Task directions >>
For the records below, give the number of lines containing the word "building" and no other text.
☆ ☆ ☆ ☆
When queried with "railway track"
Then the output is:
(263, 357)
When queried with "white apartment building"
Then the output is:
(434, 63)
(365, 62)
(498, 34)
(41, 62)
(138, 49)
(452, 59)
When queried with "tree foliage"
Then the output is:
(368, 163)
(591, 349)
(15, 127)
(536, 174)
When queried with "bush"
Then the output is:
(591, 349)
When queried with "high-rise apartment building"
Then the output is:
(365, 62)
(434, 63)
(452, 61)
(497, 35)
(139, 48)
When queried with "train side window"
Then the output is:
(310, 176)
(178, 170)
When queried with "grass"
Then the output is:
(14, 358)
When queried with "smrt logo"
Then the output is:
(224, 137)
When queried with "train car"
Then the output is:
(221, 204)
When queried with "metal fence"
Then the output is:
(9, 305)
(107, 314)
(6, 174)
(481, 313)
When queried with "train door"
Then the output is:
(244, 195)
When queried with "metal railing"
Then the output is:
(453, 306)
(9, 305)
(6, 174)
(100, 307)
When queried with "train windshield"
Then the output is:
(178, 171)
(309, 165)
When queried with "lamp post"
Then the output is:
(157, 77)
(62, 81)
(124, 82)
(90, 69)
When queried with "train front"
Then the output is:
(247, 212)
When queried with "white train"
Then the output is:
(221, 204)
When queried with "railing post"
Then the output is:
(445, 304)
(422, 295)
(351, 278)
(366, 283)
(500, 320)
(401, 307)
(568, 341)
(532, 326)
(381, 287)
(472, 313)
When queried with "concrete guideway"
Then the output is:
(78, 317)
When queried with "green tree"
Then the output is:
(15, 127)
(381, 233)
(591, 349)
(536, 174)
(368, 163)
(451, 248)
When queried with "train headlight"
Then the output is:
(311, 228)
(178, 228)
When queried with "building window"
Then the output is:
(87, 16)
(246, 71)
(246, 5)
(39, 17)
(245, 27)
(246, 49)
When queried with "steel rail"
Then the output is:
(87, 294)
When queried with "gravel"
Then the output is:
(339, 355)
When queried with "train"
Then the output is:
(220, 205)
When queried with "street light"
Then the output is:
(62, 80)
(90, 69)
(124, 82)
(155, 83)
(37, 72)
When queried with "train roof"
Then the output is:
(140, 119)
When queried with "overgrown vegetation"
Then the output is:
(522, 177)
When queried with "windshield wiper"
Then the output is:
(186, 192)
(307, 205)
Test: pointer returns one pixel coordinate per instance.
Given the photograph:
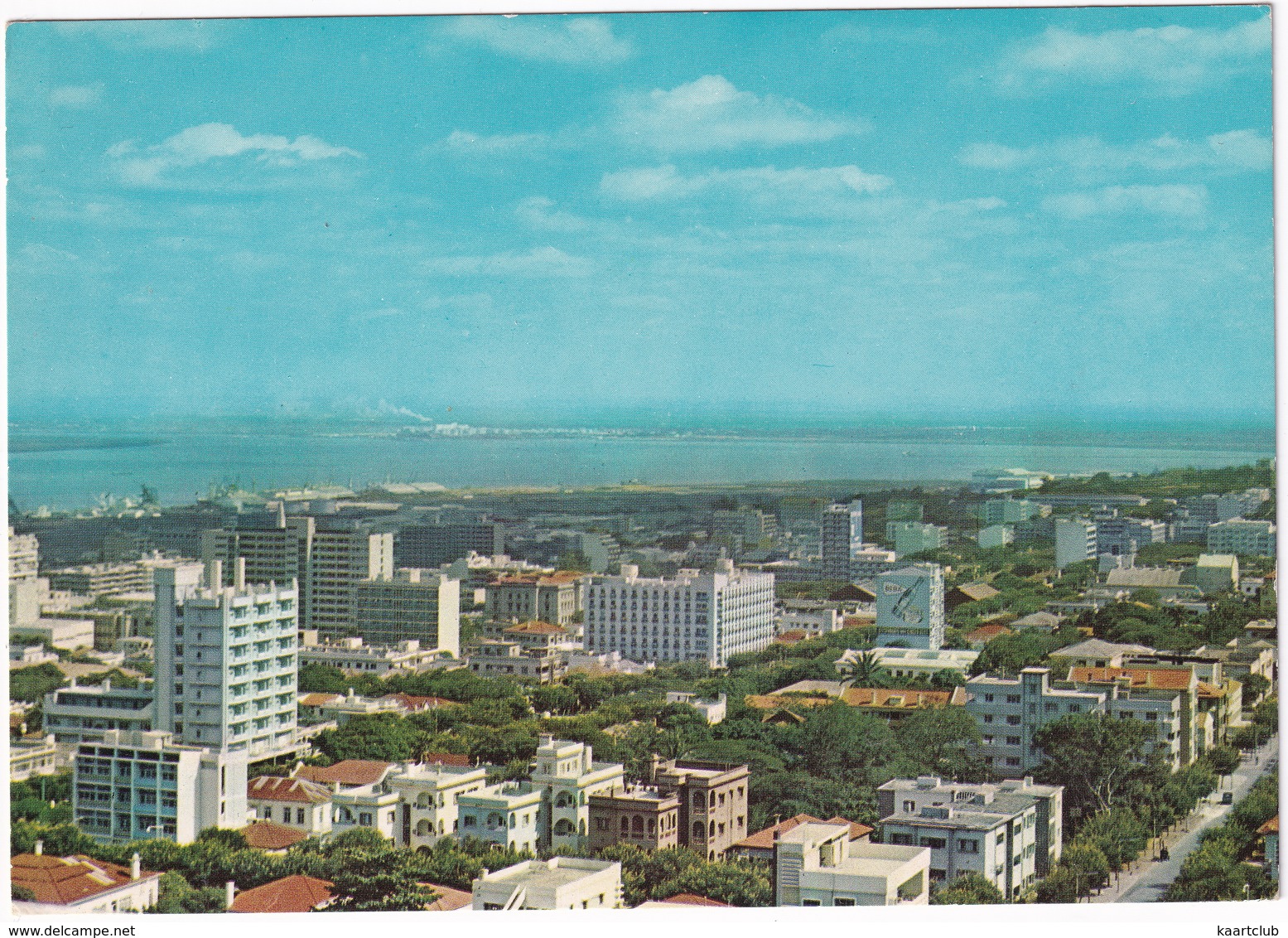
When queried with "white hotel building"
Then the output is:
(692, 617)
(227, 664)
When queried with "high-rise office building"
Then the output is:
☆ ☆ ☆ ☆
Solution >>
5